(What you are asked to do):
Reproduce verbatim the lines from the one containing "Indicate the child's nose" through the end of the items below, both ends included.
++++ Dataset content ++++
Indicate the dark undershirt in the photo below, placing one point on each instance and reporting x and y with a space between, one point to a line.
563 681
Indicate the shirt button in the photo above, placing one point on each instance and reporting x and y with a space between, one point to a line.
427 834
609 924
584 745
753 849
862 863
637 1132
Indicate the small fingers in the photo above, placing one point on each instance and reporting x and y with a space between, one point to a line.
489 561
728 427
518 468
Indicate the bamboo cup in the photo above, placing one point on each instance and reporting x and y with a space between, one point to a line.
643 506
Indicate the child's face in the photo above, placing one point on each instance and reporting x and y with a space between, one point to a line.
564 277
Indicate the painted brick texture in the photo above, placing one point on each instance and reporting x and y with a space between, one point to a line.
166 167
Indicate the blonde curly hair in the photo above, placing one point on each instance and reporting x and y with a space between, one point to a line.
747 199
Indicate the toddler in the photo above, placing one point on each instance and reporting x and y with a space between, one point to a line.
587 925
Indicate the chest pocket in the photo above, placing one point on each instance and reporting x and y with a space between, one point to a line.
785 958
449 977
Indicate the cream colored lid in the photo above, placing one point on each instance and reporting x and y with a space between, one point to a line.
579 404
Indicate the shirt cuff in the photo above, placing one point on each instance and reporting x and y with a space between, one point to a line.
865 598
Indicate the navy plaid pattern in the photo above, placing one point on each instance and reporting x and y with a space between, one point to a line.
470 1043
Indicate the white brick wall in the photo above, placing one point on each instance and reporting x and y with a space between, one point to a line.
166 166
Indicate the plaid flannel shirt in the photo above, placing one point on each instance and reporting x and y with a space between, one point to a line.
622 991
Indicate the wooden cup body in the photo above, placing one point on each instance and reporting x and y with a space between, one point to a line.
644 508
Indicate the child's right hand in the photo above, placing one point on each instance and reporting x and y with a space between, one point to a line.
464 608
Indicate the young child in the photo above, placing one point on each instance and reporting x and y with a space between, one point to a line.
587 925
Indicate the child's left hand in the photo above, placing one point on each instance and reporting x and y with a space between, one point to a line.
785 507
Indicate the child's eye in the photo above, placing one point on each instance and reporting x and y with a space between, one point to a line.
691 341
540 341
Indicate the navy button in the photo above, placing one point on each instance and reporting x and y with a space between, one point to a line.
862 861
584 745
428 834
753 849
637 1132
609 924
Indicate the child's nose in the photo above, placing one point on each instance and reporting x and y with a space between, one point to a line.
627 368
++++
(Task result):
Indicate the child's nose in the photo above, placing one point on each instance and reporting x and y with a space between, one point to a line.
627 368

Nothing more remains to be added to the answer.